── Input records ──

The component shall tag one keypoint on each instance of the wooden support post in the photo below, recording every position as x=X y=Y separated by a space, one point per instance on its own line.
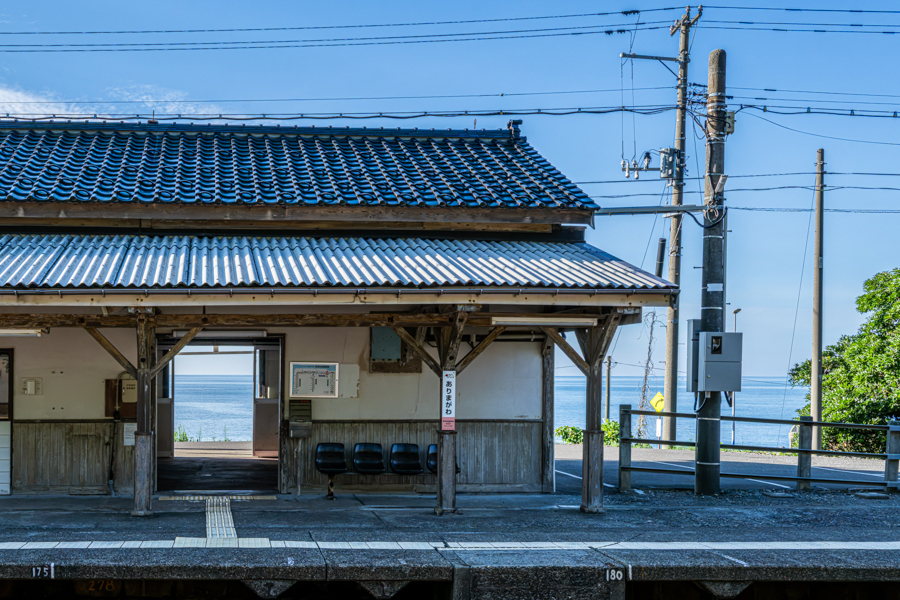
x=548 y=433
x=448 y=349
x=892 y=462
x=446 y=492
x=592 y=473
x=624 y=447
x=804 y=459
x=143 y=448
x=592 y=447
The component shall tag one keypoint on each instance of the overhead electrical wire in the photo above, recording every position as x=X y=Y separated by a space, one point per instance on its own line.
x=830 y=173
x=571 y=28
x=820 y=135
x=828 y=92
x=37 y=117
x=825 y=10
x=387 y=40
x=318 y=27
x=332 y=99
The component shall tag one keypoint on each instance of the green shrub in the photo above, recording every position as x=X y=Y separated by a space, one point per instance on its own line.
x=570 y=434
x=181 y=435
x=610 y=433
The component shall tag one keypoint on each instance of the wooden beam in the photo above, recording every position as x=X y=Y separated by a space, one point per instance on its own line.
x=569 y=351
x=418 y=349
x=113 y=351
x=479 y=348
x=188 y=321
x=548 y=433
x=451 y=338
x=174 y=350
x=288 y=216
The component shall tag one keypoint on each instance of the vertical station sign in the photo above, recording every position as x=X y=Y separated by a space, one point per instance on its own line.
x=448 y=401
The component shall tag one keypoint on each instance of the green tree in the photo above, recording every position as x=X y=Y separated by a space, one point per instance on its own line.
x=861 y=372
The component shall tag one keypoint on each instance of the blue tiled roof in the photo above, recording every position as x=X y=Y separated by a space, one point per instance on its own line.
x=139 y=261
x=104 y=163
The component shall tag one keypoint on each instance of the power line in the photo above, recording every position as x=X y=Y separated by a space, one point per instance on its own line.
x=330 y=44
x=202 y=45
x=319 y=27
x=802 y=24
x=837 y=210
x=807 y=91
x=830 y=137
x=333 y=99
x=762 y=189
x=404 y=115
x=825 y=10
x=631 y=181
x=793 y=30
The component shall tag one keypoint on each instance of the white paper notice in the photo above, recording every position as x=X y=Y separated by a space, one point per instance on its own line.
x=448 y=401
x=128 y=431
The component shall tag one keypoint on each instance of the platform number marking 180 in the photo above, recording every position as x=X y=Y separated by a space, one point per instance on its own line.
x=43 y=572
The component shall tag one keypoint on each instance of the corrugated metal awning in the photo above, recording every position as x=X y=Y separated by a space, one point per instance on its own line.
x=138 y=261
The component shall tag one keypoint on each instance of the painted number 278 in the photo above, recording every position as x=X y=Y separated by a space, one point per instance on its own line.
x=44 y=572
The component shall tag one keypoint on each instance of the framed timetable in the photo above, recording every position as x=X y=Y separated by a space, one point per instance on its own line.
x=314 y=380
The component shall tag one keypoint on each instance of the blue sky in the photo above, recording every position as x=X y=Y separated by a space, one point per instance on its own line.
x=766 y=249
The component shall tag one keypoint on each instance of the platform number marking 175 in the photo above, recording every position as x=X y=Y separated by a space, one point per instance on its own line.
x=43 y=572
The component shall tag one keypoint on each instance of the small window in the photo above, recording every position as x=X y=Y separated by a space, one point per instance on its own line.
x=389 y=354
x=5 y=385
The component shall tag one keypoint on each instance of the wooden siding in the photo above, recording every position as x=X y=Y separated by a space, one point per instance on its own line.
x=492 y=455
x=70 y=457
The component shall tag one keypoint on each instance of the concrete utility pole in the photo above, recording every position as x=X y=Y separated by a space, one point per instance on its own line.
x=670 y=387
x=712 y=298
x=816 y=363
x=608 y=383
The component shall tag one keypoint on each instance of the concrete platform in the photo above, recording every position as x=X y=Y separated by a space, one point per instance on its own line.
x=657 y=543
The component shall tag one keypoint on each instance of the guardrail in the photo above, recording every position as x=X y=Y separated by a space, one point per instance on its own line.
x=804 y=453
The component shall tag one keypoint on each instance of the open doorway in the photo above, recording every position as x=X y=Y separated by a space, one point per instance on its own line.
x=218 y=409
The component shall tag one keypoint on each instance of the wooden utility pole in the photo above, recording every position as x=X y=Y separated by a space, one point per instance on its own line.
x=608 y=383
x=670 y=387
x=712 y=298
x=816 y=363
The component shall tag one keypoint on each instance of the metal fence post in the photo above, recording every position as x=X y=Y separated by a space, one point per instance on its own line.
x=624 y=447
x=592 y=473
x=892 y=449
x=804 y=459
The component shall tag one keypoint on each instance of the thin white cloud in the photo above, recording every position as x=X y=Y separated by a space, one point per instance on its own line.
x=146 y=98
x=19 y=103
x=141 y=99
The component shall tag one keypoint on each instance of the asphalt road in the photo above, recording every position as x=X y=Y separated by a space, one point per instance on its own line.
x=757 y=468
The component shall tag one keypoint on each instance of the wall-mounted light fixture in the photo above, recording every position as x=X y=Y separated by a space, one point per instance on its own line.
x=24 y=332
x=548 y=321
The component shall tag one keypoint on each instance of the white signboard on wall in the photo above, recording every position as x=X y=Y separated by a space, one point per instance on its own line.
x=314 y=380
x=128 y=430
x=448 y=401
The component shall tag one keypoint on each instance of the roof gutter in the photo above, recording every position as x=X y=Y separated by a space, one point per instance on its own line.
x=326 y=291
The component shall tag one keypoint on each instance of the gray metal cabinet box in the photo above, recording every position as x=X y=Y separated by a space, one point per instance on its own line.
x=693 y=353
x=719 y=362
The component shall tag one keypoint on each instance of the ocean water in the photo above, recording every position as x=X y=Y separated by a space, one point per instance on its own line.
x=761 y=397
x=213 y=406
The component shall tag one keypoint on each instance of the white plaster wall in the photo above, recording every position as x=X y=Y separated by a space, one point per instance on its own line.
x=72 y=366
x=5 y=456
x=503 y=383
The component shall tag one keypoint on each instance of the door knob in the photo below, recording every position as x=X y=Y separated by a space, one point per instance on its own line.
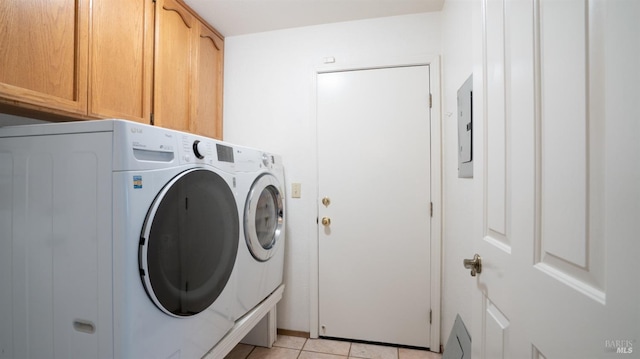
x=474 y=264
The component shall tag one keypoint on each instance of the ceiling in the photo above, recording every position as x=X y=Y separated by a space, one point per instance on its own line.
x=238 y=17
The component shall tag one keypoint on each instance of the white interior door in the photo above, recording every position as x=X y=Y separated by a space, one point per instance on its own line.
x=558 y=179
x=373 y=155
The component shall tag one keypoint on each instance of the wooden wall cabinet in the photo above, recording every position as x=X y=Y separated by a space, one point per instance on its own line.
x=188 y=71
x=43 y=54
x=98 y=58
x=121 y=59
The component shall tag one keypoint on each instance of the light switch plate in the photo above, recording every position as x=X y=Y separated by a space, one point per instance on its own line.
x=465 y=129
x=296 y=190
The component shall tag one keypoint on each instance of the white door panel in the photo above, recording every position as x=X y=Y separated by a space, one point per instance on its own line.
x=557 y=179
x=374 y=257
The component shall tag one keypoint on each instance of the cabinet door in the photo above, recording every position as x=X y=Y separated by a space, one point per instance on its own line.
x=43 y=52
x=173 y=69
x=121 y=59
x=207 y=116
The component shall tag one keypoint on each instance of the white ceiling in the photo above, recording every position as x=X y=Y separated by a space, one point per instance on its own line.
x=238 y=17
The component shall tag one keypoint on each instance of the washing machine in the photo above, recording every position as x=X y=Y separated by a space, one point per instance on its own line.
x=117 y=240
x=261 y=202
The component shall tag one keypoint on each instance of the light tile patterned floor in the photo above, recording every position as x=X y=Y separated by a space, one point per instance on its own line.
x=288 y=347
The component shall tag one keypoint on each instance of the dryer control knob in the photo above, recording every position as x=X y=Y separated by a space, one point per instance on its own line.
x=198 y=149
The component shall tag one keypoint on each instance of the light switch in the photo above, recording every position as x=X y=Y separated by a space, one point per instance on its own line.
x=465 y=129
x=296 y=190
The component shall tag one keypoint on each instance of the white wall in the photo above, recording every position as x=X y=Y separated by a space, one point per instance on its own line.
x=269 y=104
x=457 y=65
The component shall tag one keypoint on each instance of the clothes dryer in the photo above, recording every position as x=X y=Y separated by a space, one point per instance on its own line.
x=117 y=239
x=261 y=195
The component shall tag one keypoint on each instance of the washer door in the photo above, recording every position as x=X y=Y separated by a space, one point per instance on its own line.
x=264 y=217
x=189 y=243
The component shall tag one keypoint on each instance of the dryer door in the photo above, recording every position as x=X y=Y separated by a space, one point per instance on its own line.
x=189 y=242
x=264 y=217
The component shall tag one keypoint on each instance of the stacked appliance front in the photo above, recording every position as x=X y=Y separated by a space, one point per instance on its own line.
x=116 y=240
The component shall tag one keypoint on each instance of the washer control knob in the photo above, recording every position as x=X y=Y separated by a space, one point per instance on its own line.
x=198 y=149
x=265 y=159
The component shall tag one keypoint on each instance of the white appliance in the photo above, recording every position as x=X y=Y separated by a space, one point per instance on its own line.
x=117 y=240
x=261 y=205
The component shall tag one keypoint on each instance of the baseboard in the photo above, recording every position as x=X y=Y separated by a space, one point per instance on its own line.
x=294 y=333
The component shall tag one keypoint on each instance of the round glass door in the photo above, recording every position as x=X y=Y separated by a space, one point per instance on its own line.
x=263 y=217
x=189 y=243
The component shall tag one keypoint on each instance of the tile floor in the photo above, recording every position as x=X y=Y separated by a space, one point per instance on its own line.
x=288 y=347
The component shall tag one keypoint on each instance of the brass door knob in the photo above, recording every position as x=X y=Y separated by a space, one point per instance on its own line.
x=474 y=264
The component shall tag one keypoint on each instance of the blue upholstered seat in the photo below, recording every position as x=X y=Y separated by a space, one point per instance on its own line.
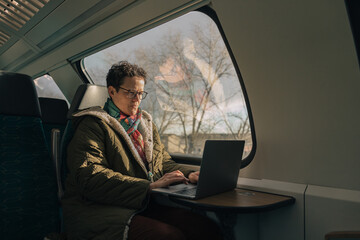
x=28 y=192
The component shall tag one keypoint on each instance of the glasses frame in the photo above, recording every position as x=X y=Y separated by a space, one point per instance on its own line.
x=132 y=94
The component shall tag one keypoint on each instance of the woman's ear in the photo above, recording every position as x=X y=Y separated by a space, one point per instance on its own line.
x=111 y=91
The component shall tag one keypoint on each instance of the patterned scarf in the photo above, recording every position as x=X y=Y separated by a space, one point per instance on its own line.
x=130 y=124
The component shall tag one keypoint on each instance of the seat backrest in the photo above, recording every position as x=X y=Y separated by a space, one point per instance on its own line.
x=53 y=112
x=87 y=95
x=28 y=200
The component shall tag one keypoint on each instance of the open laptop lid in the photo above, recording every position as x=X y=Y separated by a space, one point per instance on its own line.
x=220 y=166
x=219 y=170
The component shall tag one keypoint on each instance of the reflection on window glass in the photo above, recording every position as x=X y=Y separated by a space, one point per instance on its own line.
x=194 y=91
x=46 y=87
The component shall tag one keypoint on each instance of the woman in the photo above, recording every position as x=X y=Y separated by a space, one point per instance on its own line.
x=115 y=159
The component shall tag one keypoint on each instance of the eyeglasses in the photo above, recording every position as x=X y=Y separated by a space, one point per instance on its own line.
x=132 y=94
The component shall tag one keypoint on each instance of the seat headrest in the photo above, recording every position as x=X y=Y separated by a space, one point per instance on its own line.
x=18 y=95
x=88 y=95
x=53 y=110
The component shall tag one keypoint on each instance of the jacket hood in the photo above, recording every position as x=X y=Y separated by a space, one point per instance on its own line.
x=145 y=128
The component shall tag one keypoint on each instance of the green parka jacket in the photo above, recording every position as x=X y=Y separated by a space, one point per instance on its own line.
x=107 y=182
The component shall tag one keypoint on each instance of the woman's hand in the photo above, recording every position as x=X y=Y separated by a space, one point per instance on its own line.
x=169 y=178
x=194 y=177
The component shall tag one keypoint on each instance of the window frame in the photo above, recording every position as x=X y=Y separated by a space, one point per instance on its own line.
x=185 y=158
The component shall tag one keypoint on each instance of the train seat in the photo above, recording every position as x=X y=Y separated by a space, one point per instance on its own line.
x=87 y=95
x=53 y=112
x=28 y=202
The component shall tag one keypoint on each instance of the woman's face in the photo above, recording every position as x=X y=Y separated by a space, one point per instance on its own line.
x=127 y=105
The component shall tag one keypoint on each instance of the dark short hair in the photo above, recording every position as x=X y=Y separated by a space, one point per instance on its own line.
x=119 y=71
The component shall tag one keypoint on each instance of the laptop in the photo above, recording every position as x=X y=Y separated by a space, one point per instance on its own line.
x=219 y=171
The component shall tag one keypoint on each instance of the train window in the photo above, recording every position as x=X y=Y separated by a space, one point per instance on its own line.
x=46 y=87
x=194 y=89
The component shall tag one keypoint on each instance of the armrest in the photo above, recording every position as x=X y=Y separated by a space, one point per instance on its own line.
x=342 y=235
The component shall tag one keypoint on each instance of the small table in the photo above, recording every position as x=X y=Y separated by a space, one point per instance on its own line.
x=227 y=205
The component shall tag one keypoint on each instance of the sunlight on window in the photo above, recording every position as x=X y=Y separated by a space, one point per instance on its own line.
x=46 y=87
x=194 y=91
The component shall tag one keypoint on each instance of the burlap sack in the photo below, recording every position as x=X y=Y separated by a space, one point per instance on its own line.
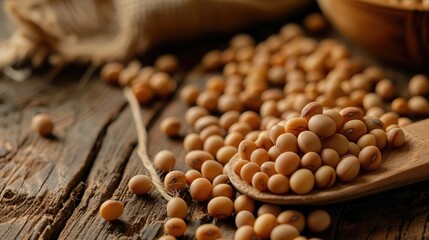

───

» Given problem
Restate the part of the records that opens with the line containing "the white signboard" and closes with the line containing "x=326 y=291", replacing "roof gutter" with "rain gutter" and keeping every other character unchanged.

» Solution for this task
The component shall tag one keypoint on each instance of the white signboard on wall in the photo above, recording every position as x=X y=Y separated by a space, one point per instance on its own line.
x=314 y=380
x=128 y=430
x=448 y=401
The component shall tag one keypoint on each instance of the rain gutter in the photo above, recording every position as x=X y=Y separated by a space, one point per instance on its own line.
x=326 y=291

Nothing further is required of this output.